----- Source material -----
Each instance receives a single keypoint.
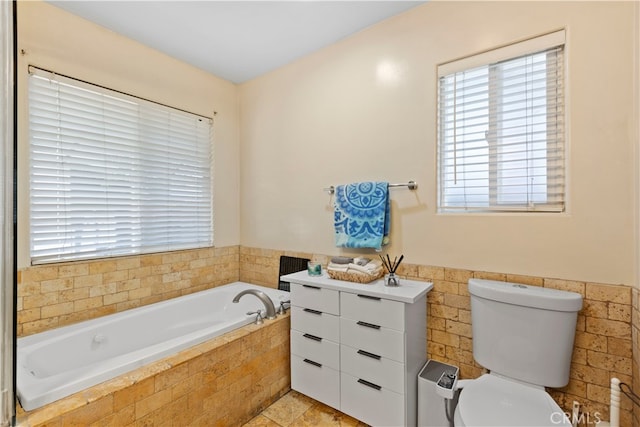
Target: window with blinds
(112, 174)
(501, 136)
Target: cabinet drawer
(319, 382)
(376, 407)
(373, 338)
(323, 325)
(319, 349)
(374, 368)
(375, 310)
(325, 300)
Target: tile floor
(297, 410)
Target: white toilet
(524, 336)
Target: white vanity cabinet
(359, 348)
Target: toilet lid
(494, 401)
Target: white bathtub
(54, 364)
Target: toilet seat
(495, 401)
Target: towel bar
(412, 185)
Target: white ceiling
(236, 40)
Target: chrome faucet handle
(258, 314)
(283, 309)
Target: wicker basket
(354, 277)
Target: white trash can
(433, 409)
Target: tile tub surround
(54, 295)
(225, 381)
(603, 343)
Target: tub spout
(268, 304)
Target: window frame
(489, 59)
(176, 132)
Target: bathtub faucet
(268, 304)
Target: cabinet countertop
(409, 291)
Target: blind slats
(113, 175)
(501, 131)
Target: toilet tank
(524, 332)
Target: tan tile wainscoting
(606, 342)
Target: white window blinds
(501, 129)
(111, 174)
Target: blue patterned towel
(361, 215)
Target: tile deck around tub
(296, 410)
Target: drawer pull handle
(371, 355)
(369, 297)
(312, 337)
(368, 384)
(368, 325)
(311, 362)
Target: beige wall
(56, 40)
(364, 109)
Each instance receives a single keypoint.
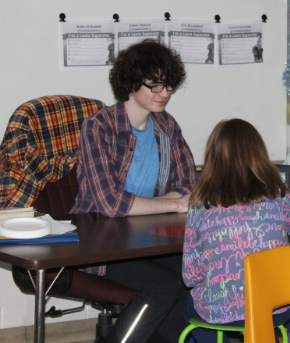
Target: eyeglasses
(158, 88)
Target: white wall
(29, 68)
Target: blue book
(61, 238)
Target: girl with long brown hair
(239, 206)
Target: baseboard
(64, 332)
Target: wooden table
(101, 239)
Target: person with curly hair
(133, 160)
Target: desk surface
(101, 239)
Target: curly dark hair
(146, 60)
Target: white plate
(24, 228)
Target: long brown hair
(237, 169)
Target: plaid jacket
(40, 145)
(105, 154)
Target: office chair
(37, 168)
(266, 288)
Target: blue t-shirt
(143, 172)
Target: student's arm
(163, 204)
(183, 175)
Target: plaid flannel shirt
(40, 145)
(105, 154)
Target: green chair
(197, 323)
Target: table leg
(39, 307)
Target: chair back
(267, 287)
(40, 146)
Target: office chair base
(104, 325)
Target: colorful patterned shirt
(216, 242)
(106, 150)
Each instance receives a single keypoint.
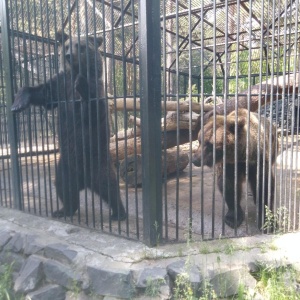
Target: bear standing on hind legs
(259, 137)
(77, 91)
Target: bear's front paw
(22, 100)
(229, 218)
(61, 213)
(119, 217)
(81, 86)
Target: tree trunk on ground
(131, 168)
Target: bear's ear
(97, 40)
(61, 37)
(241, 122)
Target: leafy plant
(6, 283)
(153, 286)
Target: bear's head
-----
----- Source material -----
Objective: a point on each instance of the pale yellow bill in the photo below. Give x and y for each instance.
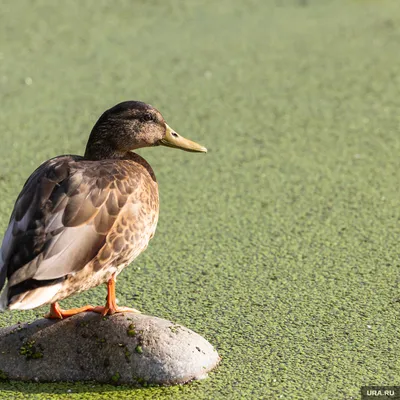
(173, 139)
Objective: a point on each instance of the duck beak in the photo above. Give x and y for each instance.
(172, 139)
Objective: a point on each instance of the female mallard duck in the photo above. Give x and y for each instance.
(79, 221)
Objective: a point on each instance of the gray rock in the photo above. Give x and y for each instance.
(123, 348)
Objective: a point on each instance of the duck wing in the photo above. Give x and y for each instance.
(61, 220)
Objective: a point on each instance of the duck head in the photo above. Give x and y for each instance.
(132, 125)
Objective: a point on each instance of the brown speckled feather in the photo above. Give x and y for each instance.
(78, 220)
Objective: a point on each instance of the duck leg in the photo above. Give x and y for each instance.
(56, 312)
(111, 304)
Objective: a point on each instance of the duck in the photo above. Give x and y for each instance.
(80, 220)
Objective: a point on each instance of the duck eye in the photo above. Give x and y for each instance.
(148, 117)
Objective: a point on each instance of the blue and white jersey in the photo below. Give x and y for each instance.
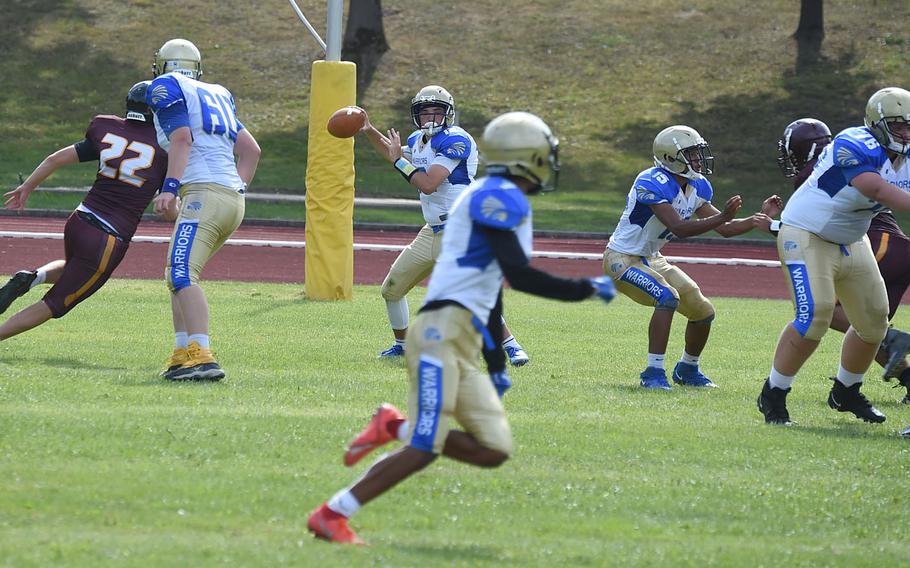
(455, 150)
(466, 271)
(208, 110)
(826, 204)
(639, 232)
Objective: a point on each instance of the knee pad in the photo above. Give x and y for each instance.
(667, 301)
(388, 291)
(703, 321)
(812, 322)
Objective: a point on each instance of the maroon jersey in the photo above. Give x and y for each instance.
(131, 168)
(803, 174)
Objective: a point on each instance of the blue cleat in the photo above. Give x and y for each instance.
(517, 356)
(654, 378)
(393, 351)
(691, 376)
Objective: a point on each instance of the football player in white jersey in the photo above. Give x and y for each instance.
-----
§ **What is being asked**: From the records above, give again only the part that opens with the line containing "Target: white trash can" and closes with the line containing "Target: bear's head". Keep both ends but drop the pictures.

§ **Exercise solution**:
Target: white trash can
(433, 409)
Target: tile tub surround
(54, 295)
(225, 381)
(603, 343)
Target: tub spout
(268, 304)
Target: window frame
(489, 59)
(176, 132)
Target: bathtub faucet
(268, 304)
Target: cabinet countertop
(409, 291)
Target: blind slats
(113, 175)
(501, 131)
Target: toilet tank
(524, 332)
Target: tan tile wainscoting
(606, 342)
Target: white window blinds
(501, 129)
(111, 174)
Target: blue patterned towel
(361, 215)
Target: tile deck around tub
(296, 410)
Target: drawer pull handle
(371, 355)
(369, 297)
(312, 337)
(368, 384)
(368, 325)
(311, 362)
Target: beige wall
(56, 40)
(364, 109)
Each instance receives a single keypoint.
Target: eyeglasses
(158, 88)
Target: white wall
(29, 68)
Target: blue book
(61, 238)
Target: girl with long brown hair
(239, 206)
Target: baseboard
(64, 332)
Target: wooden table
(101, 239)
Target: person with curly hair
(133, 160)
Target: desk surface
(101, 239)
Target: curly dark hair
(146, 60)
Target: white plate
(24, 228)
Target: long brown hair
(237, 169)
Target: plaid jacket
(40, 145)
(105, 154)
Target: office chair
(37, 168)
(266, 288)
Target: blue t-shirt
(143, 172)
Target: student's arm
(163, 204)
(183, 175)
Target: plaid flannel shirt
(40, 145)
(105, 154)
Target: green chair
(197, 323)
Target: table leg
(39, 307)
Target: chair back
(267, 287)
(40, 146)
Target: office chair base
(104, 325)
Target: colorful patterned shirt
(216, 242)
(106, 150)
Each instance receives a single keypoint.
Target: bear standing on hind legs
(259, 137)
(77, 91)
Target: bear's front paw
(22, 100)
(229, 218)
(61, 213)
(119, 217)
(81, 86)
Target: tree trunk on ground
(131, 168)
Target: bear's ear
(97, 40)
(61, 37)
(241, 122)
Target: leafy plant
(6, 283)
(153, 286)
Target: bear's head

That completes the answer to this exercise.